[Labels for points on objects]
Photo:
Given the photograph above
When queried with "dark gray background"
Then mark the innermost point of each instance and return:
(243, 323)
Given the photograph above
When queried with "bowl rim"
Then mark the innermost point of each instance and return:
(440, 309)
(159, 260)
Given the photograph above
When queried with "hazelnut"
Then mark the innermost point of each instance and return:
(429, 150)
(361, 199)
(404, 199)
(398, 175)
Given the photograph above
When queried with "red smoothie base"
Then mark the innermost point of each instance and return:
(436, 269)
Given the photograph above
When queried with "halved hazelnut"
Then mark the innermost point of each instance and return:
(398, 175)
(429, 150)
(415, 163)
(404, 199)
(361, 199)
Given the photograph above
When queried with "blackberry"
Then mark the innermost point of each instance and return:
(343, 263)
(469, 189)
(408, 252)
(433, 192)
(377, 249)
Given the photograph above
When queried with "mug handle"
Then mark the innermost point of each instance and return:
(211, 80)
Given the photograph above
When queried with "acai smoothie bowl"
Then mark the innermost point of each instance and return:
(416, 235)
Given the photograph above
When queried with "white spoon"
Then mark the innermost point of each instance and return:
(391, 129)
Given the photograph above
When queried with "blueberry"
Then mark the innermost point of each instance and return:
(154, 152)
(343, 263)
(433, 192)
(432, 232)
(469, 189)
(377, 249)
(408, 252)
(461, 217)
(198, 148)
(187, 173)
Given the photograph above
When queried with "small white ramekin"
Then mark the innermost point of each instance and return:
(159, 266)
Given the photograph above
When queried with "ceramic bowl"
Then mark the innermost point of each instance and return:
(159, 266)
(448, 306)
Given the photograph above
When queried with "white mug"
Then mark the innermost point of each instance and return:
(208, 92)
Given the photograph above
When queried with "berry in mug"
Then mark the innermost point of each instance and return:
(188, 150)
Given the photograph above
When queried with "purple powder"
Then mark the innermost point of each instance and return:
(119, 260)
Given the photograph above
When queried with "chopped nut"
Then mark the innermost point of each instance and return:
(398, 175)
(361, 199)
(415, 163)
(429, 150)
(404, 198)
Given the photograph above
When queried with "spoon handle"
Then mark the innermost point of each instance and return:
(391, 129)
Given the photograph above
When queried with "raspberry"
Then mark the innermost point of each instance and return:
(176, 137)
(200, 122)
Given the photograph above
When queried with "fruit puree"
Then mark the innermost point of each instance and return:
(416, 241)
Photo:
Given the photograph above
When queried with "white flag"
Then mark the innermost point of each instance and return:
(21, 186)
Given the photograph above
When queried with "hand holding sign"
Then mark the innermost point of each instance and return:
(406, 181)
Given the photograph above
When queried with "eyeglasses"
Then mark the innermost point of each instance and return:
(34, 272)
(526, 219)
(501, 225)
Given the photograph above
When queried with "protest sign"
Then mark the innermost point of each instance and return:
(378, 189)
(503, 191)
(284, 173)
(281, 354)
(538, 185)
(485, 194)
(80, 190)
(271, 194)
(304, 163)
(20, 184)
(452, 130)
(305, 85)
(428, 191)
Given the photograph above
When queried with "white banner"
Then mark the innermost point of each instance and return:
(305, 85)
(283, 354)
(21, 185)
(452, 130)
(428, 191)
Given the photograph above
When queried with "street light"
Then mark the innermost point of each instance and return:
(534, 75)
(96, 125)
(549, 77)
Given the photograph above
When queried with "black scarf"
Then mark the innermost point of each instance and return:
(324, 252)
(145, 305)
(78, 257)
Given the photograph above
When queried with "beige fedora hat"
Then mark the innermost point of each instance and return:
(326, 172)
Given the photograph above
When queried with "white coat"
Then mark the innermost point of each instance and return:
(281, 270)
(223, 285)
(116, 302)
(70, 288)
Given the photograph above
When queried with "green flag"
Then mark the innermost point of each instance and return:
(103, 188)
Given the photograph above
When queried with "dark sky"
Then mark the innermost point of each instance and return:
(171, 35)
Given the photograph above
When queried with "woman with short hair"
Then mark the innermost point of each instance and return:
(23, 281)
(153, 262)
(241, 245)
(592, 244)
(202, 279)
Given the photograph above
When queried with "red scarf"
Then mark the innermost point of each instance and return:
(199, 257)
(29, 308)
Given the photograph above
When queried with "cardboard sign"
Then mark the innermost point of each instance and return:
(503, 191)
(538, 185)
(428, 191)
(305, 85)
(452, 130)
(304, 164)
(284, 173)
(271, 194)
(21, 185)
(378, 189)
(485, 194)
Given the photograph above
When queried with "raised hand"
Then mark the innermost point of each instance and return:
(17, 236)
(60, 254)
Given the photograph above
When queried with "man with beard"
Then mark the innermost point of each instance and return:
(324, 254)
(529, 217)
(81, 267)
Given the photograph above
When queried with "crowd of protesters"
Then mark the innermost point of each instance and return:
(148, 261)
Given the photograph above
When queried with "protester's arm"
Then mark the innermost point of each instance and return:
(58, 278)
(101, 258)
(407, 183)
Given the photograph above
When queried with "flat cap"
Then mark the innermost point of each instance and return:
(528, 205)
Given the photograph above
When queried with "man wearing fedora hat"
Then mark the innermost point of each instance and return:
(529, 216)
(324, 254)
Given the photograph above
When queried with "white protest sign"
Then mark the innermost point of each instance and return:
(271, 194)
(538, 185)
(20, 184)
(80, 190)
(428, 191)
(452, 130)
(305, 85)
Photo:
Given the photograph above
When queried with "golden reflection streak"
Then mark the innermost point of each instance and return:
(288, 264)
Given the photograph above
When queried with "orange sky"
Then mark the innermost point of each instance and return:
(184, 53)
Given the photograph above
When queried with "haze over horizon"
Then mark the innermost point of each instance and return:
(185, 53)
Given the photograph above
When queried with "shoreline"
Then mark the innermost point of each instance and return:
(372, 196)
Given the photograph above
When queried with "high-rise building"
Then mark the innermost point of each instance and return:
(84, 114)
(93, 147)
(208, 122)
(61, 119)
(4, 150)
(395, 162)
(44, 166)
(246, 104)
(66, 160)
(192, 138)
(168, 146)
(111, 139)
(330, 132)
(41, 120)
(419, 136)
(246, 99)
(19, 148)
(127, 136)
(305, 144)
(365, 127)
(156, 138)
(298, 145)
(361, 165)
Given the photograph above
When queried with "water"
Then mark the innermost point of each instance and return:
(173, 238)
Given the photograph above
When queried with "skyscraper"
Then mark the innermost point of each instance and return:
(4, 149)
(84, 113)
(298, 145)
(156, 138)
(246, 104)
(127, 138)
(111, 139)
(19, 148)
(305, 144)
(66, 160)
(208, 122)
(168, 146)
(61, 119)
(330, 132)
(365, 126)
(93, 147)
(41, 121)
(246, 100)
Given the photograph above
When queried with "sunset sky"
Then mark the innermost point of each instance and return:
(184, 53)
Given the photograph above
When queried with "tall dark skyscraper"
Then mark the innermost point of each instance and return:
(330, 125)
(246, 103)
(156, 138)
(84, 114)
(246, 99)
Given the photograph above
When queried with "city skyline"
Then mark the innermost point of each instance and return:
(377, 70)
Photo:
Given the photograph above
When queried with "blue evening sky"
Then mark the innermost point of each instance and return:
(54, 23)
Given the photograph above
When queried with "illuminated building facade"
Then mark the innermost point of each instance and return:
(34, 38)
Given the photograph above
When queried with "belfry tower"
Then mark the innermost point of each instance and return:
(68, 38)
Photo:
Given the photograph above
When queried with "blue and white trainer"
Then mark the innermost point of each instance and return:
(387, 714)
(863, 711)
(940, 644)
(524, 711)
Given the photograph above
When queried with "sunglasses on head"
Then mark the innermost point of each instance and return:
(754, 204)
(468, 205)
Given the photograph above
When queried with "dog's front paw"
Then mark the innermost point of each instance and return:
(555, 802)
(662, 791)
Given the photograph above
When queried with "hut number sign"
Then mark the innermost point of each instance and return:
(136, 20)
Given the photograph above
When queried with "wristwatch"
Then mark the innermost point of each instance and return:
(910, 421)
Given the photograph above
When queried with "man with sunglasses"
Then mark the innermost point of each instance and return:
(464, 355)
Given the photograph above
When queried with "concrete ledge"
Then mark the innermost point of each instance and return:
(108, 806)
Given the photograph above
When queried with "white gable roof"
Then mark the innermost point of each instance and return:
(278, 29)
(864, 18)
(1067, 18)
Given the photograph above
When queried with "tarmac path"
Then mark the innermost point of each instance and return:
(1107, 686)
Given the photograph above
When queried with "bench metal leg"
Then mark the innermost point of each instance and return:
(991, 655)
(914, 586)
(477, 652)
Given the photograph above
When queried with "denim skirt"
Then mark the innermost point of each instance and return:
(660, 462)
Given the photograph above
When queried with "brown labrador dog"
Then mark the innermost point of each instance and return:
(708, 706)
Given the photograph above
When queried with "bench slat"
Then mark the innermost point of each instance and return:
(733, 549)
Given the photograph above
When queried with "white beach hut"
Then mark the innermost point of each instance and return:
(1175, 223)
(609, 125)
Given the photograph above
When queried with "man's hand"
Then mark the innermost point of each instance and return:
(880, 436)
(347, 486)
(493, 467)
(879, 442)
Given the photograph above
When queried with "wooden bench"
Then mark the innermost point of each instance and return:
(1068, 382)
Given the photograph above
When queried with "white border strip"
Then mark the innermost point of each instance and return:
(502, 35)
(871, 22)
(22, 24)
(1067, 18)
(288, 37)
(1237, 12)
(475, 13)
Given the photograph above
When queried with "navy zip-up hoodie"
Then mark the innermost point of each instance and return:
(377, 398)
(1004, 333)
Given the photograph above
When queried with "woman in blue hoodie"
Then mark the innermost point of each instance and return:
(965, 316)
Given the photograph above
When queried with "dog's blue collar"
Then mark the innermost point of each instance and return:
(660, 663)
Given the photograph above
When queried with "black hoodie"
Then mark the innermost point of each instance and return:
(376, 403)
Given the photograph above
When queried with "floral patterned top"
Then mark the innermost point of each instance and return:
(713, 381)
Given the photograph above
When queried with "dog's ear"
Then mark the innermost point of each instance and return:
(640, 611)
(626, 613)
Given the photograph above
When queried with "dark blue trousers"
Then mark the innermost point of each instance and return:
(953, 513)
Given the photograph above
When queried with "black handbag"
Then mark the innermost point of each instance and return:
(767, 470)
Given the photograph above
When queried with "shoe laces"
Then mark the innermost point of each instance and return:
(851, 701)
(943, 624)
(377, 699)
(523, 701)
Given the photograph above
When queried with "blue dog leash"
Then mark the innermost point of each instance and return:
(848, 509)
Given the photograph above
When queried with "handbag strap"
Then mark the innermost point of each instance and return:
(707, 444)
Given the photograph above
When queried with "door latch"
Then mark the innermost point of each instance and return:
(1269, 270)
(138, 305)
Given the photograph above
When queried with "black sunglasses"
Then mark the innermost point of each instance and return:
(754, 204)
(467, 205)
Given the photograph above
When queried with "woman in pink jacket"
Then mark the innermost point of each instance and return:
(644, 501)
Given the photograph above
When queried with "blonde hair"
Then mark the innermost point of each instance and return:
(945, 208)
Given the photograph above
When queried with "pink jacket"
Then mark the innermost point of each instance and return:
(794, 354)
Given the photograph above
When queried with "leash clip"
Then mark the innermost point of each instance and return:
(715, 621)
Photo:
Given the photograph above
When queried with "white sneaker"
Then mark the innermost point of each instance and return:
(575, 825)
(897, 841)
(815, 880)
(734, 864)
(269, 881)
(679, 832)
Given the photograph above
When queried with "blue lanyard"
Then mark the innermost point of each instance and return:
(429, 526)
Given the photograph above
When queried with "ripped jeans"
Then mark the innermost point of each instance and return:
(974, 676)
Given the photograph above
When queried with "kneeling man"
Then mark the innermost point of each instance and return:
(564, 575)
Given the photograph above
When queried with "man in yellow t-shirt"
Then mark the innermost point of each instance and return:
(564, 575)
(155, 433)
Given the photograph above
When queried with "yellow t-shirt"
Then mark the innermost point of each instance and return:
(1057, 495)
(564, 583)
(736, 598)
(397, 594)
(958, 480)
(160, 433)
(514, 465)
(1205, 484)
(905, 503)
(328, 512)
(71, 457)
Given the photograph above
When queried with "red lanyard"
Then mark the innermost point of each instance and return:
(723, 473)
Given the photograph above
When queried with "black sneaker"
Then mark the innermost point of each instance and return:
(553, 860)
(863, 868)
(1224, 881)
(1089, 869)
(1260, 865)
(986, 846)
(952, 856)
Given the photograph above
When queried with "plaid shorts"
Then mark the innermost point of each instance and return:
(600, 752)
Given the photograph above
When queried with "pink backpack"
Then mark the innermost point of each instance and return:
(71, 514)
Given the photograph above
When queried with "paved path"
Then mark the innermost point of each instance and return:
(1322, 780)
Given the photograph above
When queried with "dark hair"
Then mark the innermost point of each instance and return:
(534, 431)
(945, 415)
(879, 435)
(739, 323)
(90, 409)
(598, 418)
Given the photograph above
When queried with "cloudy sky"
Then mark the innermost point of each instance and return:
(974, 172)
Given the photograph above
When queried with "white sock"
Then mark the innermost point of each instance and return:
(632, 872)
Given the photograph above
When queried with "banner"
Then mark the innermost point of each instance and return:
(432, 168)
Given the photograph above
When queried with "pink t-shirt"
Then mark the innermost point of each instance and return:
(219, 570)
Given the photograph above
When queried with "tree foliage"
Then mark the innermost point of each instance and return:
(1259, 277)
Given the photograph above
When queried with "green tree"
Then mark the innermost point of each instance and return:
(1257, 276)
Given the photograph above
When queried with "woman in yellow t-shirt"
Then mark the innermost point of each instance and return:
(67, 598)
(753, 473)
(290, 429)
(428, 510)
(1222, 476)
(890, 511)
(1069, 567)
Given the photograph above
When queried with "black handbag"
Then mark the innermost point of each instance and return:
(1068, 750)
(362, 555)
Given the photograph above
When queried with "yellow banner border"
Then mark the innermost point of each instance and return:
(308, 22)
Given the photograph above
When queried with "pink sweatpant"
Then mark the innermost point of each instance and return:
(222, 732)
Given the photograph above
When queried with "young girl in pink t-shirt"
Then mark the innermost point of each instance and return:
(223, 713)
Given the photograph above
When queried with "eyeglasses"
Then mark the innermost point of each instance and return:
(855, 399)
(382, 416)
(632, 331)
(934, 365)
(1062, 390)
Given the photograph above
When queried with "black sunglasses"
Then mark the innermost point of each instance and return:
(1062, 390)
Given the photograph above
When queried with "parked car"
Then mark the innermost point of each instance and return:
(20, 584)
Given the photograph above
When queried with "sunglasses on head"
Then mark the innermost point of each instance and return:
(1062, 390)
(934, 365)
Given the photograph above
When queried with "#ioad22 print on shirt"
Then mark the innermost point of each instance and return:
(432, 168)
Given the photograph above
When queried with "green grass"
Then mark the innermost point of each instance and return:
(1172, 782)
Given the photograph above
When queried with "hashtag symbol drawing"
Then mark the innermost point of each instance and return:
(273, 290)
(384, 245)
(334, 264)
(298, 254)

Written exercise: List every line of the items that contains the string "sneaker".

Result of this task:
When queried with "white sneaker"
When queried with "black sneaker"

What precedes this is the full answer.